* [Excerpted passage]
----------------

“EDUCATION DEPARTMENT NEEDS A KICKING”.

 

 

EDUCATION MINISTRY HINDRANCE TO SKILLS TRAINING.

As the skills and productivity crisis deepens, the Department for Education has come under savage attack from the mayors of Greater Manchester and the Liverpool City region.

Andy Burnham and Steve Rotheram are getting into their stride in speaking for the North on a range of issues as was evidenced at a packed Downtown meeting this week. There wasn’t a single reference to strained relations between the core cities of Liverpool and Manchester, just a demonstration of the easy relationship that the two politicians share. This is important for the northern voice. Oh, that it was replicated in Yorkshire where rival councils are knocking nine bells out of each other over devolution models. Or in Lancashire, Cheshire and Cumbria where to describe progress on devolution as glacial would be to insult those magnificent features of the natural world.

After their election in May both men had very different starts. Burnham acquired a large staff at his Oxford Street headquarters in Manchester, although he said he envied Rotheram’s ability to shape his own team. That was a reference to the “Mary Celeste” situation faced by the Liverpool City Region mayor when he took office. Rotheram inherited no staff and a difficult relationship with Liverpool city mayor Joe Anderson.

----------------

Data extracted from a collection
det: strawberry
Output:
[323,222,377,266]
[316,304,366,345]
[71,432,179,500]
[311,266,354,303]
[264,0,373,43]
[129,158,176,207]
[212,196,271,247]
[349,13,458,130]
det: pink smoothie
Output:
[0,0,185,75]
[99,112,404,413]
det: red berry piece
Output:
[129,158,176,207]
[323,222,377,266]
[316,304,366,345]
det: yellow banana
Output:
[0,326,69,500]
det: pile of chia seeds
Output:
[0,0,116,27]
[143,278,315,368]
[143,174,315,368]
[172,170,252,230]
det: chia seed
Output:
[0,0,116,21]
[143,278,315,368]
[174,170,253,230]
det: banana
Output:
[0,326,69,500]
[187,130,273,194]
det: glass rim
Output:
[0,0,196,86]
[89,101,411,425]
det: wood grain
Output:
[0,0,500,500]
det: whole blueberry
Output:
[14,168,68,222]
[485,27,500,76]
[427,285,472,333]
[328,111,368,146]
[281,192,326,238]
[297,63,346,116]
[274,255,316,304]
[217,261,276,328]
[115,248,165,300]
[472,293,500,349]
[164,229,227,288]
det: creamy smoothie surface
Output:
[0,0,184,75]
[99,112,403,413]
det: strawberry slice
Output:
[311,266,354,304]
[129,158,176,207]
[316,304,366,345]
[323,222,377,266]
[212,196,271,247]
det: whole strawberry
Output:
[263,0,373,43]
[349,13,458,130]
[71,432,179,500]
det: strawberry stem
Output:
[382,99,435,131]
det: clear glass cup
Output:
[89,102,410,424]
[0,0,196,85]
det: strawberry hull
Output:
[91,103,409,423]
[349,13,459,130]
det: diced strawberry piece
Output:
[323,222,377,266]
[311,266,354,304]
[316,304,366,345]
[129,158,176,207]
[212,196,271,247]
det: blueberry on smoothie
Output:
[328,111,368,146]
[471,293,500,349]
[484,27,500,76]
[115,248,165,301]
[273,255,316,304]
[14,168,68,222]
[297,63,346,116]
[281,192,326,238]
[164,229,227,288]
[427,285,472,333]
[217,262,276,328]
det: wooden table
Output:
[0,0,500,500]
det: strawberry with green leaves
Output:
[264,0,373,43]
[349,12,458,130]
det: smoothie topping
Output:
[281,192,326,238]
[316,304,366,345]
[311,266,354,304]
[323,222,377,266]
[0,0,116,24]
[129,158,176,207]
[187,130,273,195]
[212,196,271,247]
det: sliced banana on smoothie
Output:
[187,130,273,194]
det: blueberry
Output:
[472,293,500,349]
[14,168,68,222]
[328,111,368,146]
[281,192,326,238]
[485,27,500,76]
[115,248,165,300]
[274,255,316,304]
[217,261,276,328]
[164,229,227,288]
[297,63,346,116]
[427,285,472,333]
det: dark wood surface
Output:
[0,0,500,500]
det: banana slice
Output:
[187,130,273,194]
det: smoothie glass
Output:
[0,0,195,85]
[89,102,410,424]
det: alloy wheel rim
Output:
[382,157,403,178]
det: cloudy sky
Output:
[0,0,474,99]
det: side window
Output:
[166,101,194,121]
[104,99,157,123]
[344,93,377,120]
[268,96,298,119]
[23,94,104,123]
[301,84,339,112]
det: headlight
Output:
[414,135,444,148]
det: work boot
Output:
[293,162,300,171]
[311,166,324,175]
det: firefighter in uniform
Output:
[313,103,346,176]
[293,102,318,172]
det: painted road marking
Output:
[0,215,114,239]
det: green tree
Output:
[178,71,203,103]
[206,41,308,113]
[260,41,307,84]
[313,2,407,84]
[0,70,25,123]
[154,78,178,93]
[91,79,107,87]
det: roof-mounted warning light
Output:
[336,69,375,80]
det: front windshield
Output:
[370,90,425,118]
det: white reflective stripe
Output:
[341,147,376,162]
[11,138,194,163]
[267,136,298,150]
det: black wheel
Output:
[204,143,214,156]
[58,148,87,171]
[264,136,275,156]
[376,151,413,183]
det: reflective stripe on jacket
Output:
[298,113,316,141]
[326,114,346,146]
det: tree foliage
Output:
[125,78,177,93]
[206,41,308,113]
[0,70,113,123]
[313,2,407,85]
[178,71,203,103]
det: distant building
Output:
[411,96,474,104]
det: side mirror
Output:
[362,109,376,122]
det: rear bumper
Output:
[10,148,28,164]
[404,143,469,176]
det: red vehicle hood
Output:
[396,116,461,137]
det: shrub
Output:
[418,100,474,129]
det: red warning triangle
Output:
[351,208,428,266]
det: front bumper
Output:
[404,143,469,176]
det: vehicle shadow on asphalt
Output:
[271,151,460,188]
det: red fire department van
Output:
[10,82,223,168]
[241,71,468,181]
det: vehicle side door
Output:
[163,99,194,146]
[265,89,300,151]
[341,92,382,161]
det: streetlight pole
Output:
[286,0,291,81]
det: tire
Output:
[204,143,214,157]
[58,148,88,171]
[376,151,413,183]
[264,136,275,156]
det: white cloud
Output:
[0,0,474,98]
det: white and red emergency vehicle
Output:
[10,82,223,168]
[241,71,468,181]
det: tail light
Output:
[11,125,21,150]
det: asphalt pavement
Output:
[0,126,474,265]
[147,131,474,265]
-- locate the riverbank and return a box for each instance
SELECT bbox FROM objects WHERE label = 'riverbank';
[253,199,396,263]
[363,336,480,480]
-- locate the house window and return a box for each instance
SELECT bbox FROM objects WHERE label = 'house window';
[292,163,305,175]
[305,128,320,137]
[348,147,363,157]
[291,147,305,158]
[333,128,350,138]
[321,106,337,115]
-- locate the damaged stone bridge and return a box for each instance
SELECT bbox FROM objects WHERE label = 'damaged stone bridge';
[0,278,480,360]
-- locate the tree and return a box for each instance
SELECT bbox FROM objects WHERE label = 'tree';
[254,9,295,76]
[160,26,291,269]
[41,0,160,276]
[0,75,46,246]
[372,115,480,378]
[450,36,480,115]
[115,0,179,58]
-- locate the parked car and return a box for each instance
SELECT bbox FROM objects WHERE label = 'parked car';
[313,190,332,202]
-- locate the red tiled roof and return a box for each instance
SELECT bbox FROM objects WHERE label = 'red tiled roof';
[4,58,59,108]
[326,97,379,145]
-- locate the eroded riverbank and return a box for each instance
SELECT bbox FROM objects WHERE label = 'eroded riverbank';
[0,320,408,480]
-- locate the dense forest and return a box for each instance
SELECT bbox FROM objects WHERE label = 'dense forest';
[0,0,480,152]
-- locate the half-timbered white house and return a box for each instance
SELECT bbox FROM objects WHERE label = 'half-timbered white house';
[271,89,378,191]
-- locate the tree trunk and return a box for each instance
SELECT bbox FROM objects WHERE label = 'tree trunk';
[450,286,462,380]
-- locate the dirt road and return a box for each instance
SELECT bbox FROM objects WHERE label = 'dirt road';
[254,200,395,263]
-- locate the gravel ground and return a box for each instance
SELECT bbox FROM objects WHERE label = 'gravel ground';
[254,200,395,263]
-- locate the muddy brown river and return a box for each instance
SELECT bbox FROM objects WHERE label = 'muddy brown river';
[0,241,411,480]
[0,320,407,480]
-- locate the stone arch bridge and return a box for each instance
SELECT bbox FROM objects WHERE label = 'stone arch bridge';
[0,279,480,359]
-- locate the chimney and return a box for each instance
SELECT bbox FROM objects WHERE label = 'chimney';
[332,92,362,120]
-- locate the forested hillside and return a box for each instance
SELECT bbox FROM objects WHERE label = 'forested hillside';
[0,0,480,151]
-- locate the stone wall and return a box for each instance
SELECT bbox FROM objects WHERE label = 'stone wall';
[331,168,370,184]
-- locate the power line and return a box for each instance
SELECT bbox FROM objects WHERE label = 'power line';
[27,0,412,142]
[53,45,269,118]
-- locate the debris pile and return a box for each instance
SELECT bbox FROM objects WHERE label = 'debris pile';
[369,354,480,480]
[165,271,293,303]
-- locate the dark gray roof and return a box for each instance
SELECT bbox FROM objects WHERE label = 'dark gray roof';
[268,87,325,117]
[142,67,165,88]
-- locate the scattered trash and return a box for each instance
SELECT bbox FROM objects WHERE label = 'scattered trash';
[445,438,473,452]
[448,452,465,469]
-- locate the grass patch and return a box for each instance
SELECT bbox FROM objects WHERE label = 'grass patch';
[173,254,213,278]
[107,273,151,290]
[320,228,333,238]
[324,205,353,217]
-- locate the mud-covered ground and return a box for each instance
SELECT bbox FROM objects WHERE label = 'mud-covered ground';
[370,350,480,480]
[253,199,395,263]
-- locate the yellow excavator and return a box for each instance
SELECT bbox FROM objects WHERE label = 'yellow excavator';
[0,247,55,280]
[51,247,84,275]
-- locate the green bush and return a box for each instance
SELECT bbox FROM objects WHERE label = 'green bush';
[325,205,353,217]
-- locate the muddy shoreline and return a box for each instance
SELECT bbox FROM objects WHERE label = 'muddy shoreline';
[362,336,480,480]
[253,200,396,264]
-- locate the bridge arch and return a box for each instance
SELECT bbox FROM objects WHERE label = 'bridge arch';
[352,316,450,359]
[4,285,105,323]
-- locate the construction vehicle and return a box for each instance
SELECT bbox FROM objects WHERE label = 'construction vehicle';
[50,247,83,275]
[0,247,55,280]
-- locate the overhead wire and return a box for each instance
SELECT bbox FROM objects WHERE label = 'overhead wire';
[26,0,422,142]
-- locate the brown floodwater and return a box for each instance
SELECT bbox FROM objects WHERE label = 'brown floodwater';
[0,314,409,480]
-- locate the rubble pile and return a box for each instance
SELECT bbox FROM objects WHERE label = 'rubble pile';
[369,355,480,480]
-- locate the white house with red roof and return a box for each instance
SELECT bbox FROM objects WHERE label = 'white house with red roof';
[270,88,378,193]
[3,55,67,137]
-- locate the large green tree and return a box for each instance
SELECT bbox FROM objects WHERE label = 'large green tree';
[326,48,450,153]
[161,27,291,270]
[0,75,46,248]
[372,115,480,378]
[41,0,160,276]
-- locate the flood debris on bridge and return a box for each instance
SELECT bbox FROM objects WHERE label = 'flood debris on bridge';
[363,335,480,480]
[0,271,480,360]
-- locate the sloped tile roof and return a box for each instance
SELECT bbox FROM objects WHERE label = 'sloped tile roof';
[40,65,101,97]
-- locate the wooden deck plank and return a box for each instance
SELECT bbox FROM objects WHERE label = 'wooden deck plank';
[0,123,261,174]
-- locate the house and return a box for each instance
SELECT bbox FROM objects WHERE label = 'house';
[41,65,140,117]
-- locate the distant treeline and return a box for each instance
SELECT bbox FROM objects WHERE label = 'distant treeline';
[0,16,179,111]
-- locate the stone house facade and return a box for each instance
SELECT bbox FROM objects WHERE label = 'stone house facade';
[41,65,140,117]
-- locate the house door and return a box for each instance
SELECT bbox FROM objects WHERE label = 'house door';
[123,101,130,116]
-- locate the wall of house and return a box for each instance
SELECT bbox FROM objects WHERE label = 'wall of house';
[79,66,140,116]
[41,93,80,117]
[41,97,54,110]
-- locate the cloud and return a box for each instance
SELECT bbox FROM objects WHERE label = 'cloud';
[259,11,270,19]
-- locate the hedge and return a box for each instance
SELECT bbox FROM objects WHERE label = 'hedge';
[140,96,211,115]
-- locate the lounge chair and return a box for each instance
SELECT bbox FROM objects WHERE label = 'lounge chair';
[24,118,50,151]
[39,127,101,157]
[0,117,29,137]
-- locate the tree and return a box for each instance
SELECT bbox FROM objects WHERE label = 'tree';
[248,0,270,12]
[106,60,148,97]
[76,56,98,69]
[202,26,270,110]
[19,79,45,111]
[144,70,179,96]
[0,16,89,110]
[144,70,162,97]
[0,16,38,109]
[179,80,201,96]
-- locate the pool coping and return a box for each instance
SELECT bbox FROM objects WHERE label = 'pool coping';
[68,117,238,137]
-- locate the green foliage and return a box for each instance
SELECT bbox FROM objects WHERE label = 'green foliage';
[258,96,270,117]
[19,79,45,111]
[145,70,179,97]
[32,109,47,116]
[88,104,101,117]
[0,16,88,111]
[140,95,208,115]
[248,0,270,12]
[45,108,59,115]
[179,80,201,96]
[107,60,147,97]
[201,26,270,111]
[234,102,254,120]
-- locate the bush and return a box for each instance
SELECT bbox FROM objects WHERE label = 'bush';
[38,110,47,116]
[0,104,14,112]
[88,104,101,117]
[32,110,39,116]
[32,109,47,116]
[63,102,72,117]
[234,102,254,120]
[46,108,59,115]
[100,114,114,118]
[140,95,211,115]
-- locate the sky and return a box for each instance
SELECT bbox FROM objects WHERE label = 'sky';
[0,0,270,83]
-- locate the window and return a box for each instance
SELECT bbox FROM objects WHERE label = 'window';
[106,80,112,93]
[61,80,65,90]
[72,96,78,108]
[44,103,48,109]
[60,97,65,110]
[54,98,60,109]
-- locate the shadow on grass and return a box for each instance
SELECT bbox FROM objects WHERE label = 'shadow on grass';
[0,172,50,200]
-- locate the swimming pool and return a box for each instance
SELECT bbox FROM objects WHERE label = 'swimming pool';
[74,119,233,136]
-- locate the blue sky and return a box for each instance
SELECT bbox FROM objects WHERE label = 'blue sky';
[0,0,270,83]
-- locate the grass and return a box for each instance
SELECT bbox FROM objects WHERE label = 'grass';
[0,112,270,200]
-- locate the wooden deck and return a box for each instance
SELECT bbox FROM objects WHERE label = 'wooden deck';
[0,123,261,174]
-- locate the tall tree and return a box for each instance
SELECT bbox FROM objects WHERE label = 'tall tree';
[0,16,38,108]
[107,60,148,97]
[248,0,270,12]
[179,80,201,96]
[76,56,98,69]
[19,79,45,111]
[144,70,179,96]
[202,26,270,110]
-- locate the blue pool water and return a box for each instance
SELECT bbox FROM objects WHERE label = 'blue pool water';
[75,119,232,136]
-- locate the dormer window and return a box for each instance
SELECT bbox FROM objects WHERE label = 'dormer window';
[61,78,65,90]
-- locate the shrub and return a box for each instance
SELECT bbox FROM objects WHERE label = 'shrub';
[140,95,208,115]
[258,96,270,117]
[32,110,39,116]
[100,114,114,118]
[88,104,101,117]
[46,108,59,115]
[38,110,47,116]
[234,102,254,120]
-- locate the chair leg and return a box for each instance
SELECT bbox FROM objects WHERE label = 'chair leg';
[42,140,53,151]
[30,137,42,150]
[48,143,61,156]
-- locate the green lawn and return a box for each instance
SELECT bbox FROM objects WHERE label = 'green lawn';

----------------

* [Problem details]
According to the article on the northern mayors, where is Andy Burnham's headquarters?

* [Worked solution]
On Oxford Street in Manchester.